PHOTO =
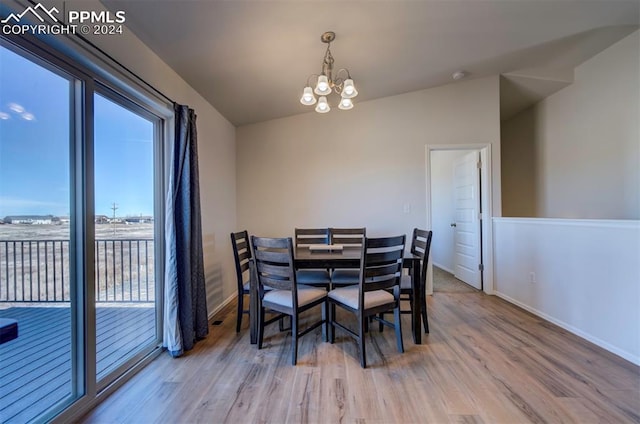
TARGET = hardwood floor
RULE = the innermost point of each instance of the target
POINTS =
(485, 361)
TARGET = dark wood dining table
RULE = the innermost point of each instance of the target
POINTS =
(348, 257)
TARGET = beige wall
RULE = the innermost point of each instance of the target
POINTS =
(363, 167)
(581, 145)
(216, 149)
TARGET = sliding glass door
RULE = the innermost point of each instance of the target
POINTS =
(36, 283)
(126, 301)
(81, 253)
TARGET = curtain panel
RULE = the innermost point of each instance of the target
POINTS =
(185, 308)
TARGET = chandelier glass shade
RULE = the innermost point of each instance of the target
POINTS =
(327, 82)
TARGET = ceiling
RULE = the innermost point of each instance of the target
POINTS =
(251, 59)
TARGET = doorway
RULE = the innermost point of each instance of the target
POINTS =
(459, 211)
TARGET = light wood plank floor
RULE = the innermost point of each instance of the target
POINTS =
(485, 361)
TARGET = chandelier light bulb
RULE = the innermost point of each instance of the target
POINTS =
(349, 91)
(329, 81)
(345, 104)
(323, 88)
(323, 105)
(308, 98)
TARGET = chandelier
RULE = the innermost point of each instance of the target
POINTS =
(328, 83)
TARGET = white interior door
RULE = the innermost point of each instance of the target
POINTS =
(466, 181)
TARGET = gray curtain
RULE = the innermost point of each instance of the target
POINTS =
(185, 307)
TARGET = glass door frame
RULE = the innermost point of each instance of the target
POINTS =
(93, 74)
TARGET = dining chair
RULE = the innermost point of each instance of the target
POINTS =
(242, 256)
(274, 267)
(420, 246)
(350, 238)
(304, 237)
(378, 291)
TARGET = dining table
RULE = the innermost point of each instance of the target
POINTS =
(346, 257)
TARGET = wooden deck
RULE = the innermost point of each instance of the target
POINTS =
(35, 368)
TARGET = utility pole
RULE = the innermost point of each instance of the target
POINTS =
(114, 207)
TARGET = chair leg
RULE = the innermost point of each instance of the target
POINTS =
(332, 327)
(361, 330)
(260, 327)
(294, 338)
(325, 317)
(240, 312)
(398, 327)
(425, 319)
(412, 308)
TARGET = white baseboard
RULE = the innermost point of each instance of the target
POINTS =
--
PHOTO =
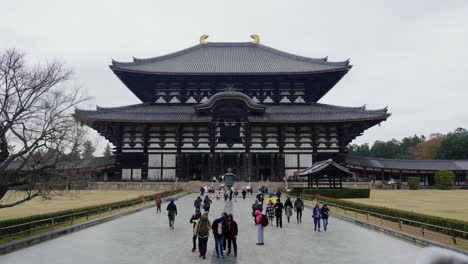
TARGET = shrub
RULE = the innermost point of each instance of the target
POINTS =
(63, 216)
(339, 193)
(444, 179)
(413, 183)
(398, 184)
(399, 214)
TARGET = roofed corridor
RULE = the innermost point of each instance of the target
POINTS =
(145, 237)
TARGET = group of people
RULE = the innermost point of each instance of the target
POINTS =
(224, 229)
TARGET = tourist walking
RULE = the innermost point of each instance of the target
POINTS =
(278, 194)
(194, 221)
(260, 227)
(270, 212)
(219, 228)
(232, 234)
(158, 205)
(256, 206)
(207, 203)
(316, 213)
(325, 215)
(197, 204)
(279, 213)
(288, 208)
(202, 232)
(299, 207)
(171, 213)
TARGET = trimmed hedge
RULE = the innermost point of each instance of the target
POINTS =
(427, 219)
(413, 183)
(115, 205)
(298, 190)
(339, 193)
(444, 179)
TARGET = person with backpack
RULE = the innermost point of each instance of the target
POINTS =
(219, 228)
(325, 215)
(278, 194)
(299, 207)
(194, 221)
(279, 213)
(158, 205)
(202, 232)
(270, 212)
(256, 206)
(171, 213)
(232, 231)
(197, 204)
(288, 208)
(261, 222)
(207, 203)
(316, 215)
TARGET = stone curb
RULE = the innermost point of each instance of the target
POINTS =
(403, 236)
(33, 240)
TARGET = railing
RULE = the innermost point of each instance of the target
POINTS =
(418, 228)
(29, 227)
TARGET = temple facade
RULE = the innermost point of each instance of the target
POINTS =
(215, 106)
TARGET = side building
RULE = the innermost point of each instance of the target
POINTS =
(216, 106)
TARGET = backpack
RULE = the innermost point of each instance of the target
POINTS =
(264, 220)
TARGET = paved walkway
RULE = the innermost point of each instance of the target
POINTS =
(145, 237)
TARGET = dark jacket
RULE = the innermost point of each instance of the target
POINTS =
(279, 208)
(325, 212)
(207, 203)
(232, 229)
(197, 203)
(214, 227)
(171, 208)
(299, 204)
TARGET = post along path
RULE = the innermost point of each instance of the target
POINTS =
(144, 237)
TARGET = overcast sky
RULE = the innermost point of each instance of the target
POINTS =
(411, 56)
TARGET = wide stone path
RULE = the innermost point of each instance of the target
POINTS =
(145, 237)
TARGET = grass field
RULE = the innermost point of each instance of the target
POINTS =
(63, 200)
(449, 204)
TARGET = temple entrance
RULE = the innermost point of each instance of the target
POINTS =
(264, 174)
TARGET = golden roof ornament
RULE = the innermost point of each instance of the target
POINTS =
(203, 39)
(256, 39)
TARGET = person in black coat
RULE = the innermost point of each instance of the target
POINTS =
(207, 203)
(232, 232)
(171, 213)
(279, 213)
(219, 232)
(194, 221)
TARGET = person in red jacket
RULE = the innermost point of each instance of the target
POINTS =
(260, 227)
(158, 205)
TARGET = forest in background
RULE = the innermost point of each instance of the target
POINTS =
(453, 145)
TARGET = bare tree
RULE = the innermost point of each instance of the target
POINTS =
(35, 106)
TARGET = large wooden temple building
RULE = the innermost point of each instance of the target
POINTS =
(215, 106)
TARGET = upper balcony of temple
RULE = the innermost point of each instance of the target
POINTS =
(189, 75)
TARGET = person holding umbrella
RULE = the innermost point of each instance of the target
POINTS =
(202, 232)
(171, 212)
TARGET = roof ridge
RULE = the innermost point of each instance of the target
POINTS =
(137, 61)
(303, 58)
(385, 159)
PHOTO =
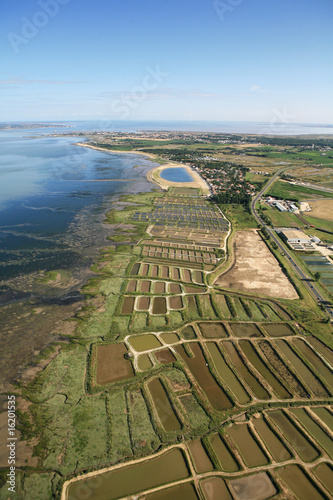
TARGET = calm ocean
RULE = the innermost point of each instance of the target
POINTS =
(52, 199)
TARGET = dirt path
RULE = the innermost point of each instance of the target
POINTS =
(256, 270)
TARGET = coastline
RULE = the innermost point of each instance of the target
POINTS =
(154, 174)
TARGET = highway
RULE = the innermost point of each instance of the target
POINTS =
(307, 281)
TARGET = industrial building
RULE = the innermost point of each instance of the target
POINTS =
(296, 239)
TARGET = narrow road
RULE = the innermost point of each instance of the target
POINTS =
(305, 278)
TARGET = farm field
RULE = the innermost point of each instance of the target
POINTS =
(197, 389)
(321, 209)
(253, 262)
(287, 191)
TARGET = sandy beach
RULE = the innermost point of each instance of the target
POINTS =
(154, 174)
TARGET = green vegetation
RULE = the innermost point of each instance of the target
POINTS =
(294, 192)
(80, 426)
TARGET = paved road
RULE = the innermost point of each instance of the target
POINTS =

• GOAL
Pick out every line of the records that contains the word "jacket", copying each line in full. Case counts.

• WORKED SOLUTION
TARGET = dark jacket
TARGET = person in red jacket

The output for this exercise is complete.